-- START --

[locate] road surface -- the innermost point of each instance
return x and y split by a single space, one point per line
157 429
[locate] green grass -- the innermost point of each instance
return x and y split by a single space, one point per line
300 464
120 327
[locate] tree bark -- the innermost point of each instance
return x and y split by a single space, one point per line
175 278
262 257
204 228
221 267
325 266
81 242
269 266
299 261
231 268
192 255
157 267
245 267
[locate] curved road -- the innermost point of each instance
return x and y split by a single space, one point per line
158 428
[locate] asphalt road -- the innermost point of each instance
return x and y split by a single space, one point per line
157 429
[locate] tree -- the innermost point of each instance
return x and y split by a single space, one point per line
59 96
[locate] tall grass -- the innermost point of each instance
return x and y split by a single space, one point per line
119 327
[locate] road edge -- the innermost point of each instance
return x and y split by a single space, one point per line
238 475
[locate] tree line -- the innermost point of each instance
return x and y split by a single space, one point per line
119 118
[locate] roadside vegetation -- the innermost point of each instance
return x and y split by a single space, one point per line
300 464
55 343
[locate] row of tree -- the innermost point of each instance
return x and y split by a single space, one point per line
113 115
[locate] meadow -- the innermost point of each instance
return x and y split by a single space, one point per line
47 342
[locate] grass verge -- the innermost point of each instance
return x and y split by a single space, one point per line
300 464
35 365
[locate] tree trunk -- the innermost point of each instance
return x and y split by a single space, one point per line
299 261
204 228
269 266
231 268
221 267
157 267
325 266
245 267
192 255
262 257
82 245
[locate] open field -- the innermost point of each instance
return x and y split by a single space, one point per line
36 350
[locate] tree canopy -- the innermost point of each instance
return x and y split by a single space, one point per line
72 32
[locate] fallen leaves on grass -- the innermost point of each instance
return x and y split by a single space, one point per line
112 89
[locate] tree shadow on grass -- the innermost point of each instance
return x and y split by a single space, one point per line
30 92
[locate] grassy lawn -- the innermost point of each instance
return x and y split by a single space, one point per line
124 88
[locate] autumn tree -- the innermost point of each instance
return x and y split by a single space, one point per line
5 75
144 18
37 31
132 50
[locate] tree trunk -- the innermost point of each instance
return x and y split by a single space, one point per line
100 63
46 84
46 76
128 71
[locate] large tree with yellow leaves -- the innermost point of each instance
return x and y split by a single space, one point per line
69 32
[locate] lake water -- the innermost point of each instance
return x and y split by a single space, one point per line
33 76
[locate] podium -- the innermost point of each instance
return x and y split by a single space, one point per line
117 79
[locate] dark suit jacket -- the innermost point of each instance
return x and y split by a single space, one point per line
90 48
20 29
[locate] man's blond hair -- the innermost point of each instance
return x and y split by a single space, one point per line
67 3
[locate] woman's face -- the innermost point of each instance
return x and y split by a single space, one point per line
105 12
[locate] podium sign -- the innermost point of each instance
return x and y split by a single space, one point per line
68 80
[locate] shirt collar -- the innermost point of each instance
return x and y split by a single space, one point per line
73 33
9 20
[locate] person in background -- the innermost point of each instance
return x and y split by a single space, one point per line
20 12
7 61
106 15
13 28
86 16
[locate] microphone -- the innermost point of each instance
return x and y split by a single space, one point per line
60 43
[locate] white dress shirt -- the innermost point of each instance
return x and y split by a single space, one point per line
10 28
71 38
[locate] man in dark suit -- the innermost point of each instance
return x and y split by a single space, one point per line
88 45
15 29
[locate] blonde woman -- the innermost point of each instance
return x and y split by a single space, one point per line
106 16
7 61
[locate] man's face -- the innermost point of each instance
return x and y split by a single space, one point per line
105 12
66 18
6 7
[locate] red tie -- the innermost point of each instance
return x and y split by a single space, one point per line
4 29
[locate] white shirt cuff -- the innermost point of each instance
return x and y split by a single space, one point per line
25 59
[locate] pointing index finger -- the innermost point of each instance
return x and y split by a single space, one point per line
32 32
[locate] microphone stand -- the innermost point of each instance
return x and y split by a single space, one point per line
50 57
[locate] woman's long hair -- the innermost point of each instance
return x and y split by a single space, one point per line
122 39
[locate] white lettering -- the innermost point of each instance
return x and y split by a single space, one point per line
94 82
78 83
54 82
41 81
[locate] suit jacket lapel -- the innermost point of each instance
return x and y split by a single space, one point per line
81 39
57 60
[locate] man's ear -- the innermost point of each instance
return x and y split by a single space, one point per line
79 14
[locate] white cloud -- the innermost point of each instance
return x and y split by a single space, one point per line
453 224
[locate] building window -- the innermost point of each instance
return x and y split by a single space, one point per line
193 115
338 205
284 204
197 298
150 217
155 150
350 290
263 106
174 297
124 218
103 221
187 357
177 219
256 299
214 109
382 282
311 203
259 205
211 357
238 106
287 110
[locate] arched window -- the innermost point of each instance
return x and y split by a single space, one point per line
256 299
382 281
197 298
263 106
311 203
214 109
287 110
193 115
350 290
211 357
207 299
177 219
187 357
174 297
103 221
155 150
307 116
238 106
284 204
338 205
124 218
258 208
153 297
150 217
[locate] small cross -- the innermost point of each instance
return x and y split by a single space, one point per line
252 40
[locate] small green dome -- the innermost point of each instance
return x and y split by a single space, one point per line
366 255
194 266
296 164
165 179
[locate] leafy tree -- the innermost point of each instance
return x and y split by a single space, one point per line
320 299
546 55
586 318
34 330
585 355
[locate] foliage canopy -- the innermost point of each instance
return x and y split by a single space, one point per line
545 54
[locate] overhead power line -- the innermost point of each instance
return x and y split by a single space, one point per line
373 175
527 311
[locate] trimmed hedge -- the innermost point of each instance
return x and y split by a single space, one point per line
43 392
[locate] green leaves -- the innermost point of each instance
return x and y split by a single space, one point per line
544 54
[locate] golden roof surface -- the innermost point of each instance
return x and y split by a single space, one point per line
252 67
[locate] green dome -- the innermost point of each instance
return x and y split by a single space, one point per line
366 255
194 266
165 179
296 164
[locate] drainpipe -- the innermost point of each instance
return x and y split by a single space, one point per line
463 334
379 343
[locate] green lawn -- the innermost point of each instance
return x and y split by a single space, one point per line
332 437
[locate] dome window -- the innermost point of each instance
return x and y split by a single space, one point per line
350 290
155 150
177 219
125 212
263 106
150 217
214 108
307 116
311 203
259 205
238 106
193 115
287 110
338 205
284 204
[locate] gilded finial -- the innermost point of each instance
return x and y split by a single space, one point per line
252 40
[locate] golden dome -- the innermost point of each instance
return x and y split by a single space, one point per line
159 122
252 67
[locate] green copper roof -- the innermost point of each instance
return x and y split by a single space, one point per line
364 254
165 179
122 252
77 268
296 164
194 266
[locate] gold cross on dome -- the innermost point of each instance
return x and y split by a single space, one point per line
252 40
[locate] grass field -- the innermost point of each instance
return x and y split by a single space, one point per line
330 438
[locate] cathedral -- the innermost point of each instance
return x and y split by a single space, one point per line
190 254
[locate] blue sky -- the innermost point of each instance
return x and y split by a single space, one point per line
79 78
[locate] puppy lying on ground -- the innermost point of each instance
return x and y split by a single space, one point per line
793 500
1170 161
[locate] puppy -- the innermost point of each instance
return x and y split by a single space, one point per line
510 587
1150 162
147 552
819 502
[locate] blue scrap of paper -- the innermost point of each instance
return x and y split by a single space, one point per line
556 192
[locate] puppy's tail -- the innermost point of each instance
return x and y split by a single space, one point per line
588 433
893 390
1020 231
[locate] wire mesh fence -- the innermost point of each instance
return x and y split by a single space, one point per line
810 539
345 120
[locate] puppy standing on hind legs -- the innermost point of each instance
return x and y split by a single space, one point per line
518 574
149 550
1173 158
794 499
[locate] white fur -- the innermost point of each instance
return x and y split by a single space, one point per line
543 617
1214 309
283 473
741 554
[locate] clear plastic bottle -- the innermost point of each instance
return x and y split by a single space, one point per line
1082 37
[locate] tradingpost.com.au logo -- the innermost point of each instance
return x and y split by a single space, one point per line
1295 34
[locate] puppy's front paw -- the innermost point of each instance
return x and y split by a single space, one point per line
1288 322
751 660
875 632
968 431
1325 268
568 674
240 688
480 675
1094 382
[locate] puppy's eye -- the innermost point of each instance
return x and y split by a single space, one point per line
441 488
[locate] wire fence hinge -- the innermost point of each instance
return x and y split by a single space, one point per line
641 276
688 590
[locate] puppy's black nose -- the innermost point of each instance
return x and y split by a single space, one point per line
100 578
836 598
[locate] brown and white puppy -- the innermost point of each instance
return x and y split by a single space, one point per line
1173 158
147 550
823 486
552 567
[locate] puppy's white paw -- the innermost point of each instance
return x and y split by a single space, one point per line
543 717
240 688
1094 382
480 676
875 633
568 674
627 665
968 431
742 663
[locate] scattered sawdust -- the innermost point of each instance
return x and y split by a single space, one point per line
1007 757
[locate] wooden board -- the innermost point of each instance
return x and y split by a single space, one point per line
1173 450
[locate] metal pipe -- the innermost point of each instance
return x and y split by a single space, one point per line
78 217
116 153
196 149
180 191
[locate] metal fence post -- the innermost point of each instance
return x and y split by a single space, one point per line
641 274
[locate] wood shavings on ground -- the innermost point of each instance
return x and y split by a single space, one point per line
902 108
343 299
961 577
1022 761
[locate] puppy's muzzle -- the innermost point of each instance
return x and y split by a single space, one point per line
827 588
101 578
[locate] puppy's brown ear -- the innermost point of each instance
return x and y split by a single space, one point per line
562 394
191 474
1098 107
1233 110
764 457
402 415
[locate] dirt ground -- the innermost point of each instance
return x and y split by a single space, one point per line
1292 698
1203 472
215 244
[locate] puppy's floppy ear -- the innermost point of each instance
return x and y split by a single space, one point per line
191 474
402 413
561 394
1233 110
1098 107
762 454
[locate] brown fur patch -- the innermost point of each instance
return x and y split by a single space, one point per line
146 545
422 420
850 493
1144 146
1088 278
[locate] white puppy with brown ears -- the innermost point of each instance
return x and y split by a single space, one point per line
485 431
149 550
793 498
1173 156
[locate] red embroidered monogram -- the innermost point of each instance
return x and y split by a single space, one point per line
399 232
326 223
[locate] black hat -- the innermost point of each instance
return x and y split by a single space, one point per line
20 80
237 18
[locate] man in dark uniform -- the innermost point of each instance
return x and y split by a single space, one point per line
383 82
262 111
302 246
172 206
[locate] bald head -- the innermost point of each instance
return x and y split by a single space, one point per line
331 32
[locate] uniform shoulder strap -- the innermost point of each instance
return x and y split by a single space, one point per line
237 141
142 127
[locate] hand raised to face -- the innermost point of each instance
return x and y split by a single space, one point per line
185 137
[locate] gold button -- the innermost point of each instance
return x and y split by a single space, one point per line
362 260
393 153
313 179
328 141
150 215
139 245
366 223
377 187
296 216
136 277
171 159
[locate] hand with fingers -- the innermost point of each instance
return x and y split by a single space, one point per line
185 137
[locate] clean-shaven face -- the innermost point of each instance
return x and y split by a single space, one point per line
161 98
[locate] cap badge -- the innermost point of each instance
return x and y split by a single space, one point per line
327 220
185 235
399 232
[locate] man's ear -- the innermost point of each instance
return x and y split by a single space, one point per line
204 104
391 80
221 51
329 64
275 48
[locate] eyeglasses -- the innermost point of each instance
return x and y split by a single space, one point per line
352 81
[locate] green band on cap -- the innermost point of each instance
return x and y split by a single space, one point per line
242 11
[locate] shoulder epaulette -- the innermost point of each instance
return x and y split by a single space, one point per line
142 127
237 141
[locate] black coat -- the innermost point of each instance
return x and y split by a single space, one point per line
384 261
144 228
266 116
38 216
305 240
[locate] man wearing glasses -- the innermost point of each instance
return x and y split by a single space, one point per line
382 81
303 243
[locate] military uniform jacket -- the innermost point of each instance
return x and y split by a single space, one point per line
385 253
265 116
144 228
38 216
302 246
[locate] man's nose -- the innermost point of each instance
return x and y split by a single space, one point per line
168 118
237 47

-- END --

• [What to do]
Can you write out again every line of the records from the one containing "[locate] military uniform" through the last, inclusive, with each coordinate in the answers offset by 33?

• [The response]
[locate] military uniform jacket -- the innermost point of each instance
return x and y split by a single space, one point per line
418 286
298 149
177 261
71 249
335 279
[locate] man's nose -- the innermost point of each instance
return x and y split by a single space, one point per line
201 151
270 80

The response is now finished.